### TASK INSTRUCTIONS
Locate each line in the records that contains the word "front" and copy those lines out. Case counts.

### SUPPLIED ENTRIES
+ + + + +
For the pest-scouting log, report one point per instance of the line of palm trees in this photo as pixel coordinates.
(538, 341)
+ + + + +
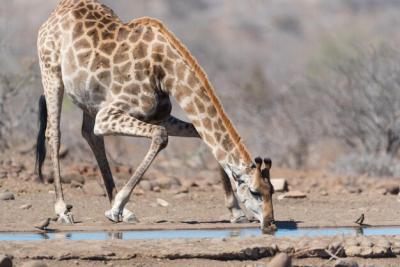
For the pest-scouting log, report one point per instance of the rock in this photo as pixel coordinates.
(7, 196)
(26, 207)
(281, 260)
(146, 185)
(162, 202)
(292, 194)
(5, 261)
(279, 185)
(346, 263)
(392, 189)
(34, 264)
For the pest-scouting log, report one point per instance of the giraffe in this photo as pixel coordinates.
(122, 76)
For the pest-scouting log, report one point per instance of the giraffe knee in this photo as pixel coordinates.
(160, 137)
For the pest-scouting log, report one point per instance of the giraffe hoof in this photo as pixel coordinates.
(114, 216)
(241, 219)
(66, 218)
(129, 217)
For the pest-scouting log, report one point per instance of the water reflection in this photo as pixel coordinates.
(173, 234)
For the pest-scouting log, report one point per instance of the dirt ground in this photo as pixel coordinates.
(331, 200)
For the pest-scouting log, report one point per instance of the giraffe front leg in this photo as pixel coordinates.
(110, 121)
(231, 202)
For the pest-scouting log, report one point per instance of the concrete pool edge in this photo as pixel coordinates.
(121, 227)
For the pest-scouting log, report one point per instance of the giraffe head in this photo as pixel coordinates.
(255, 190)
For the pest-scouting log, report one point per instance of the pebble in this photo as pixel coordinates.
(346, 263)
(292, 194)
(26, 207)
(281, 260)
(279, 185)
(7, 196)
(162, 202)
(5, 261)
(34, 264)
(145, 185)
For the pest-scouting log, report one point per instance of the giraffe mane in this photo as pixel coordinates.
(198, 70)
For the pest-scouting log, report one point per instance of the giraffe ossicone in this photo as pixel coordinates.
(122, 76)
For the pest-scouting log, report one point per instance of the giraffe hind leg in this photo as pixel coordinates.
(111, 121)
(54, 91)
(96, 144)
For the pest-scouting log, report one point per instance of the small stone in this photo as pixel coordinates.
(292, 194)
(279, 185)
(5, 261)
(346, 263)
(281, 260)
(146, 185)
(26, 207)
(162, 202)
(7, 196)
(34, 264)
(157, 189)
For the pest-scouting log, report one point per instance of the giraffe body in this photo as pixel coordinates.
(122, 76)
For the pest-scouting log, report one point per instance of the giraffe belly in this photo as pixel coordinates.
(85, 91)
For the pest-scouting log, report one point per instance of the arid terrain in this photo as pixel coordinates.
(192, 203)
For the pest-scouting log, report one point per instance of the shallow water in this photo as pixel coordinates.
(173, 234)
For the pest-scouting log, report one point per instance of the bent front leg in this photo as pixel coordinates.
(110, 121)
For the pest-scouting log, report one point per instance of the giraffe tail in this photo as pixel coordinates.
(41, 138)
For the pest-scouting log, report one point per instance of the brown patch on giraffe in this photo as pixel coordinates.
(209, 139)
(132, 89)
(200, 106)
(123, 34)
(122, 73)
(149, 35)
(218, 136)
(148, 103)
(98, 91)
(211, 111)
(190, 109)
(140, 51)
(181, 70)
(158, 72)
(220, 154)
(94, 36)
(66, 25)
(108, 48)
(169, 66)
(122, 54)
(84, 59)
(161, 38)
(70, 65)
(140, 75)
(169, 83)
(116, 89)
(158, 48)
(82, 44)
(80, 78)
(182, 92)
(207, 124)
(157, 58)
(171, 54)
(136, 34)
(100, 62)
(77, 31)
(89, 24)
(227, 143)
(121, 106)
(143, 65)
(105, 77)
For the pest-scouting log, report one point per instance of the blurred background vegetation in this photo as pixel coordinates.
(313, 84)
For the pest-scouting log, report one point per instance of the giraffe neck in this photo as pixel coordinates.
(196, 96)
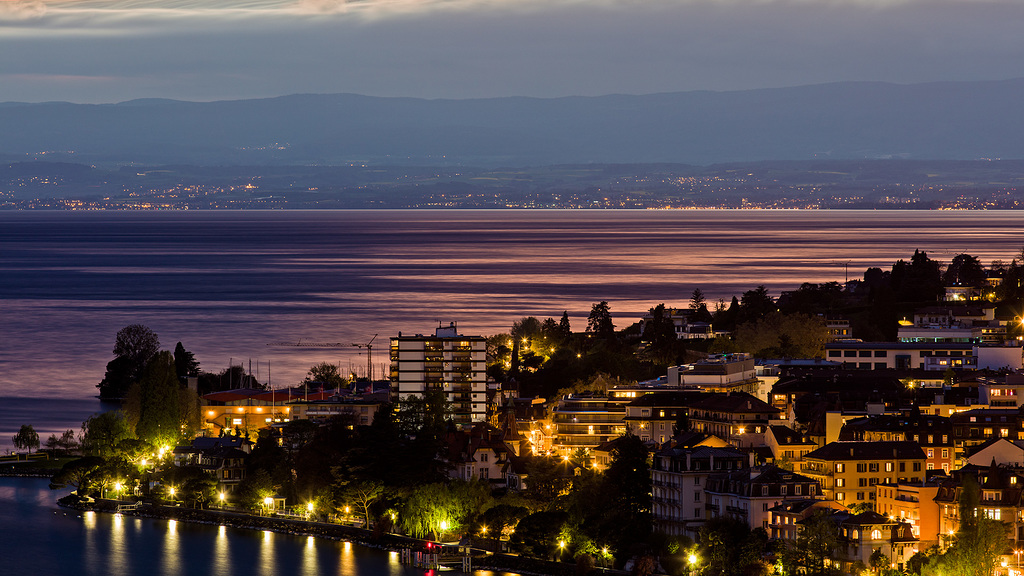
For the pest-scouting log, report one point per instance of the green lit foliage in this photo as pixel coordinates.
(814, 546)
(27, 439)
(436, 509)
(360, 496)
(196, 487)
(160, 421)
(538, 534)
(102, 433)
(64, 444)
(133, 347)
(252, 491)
+ + + + +
### EXERCISE RESPONSE
For the pest-scouting log, report one point per instance of the giraffe front leg in this photo as pixel coordinates.
For the pest-scouting log, report one point per instance of the bent front leg in this photo as pixel coordinates.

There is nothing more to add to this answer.